Your objective: Give again every line from the one with "Phrase: child" through the last line of the data, exactly, and leave out the lines before it.

*** Opening of Data ***

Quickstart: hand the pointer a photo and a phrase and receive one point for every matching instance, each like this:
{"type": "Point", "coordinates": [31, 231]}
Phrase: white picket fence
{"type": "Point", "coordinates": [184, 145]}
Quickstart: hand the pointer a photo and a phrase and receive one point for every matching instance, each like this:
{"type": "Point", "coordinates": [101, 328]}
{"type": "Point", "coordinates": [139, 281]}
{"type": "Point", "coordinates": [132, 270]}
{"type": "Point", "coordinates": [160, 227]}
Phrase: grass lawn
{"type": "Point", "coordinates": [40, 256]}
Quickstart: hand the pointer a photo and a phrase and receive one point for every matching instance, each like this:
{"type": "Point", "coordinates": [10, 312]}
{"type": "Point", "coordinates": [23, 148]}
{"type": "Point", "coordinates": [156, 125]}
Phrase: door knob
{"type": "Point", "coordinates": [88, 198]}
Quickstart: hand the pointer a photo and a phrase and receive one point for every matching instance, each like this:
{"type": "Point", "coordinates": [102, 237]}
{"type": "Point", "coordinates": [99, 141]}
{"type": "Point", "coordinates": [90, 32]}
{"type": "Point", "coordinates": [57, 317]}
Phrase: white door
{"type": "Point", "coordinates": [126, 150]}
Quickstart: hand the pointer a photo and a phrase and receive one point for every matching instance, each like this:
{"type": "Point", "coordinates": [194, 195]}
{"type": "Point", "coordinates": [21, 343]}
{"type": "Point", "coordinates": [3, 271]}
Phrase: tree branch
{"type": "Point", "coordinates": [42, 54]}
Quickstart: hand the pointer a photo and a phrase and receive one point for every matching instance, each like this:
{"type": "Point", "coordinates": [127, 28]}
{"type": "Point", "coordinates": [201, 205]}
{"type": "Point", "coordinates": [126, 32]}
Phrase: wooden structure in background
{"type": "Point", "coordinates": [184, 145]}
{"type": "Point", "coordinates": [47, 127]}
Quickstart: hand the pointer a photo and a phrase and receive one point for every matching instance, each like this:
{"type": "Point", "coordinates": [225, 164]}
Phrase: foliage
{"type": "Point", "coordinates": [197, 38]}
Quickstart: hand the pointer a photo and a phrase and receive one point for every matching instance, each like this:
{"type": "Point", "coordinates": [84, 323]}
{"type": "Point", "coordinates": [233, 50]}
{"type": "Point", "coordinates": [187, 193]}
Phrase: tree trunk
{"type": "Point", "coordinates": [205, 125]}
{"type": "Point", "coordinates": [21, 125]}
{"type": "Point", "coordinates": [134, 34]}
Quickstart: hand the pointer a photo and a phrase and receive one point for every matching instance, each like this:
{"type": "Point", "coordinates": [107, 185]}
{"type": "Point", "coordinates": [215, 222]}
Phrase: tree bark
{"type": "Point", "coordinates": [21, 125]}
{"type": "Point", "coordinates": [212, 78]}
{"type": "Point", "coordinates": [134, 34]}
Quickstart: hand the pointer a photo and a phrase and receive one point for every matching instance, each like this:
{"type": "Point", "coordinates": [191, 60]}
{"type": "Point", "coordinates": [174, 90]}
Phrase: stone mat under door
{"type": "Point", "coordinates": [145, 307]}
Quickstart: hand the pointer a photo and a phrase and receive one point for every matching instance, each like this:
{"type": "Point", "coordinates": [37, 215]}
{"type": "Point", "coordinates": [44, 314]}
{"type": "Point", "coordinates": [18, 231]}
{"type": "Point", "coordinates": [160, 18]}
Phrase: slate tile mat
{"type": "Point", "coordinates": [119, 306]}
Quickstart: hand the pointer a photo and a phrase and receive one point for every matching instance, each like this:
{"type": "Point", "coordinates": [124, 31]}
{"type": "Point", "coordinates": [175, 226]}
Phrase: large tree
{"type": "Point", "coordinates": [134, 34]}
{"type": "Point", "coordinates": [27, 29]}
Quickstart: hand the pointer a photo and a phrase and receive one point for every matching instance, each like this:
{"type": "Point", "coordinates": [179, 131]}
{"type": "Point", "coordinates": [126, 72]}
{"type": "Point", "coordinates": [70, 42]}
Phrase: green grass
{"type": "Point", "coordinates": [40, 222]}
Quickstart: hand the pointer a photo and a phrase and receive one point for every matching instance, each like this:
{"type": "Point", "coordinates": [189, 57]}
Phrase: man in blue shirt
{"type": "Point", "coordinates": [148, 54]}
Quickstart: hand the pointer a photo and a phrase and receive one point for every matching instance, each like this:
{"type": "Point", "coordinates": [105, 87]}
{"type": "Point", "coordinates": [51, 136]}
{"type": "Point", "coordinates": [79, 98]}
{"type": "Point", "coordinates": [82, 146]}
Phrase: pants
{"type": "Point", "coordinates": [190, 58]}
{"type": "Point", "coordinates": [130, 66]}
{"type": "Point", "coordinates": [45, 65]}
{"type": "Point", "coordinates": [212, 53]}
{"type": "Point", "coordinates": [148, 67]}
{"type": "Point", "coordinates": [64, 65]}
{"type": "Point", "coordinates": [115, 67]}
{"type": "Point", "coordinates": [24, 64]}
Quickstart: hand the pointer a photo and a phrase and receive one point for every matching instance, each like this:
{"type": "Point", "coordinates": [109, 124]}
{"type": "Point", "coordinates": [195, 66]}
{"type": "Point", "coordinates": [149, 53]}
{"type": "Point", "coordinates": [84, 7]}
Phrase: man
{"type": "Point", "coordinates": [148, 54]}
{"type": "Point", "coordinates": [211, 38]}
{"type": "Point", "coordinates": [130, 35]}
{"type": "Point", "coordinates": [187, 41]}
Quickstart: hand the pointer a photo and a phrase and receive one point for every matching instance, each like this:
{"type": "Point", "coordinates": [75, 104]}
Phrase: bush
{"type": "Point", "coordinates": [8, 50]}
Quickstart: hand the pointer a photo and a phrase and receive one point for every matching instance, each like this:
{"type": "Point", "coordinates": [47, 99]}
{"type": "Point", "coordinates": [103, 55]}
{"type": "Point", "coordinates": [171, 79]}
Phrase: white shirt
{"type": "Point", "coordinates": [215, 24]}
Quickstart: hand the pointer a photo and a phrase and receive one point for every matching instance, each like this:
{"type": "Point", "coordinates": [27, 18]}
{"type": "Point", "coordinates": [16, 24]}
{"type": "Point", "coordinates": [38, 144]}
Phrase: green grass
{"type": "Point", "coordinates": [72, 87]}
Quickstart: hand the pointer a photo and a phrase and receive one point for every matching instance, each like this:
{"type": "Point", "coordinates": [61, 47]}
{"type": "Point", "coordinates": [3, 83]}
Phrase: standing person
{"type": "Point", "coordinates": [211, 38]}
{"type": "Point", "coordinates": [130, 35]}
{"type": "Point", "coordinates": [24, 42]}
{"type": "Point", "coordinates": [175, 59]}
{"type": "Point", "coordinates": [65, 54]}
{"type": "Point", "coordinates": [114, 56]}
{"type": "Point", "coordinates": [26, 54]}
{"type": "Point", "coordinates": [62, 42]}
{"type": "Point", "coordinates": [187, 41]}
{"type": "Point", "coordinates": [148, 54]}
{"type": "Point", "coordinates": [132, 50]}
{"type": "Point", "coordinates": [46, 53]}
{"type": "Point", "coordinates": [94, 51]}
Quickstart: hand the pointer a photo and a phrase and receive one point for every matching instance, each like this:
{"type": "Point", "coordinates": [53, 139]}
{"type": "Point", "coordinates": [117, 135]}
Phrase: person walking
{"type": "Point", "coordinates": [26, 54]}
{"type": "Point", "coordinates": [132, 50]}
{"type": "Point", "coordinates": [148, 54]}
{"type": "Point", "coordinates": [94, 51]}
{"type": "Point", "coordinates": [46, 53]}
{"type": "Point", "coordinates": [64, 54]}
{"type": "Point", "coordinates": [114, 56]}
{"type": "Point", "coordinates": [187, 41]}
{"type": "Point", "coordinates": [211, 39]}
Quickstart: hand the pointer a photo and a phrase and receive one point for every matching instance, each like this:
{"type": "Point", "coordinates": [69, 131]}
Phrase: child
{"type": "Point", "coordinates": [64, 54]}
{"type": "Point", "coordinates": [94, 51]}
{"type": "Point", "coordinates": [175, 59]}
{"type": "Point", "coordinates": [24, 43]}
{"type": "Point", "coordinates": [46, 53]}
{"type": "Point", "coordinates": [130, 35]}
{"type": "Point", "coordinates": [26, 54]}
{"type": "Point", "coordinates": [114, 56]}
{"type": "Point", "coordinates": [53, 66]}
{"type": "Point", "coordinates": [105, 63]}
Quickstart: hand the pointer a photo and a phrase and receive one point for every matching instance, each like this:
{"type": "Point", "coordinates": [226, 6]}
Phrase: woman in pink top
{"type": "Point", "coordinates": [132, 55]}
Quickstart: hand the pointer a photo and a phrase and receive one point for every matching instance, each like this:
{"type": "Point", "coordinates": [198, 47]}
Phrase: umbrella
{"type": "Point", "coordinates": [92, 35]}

*** Close of Data ***

Your solution:
Phrase: child
{"type": "Point", "coordinates": [64, 54]}
{"type": "Point", "coordinates": [94, 51]}
{"type": "Point", "coordinates": [175, 59]}
{"type": "Point", "coordinates": [24, 43]}
{"type": "Point", "coordinates": [46, 53]}
{"type": "Point", "coordinates": [130, 35]}
{"type": "Point", "coordinates": [26, 54]}
{"type": "Point", "coordinates": [114, 56]}
{"type": "Point", "coordinates": [53, 66]}
{"type": "Point", "coordinates": [105, 63]}
Quickstart: hand the pointer a photo and a phrase and receive one point for every matching instance, each like this:
{"type": "Point", "coordinates": [226, 6]}
Phrase: woman in pink top
{"type": "Point", "coordinates": [132, 55]}
Quickstart: hand the pointer a photo and a phrase and receive one point for every matching instance, each like this:
{"type": "Point", "coordinates": [198, 47]}
Phrase: umbrella
{"type": "Point", "coordinates": [92, 35]}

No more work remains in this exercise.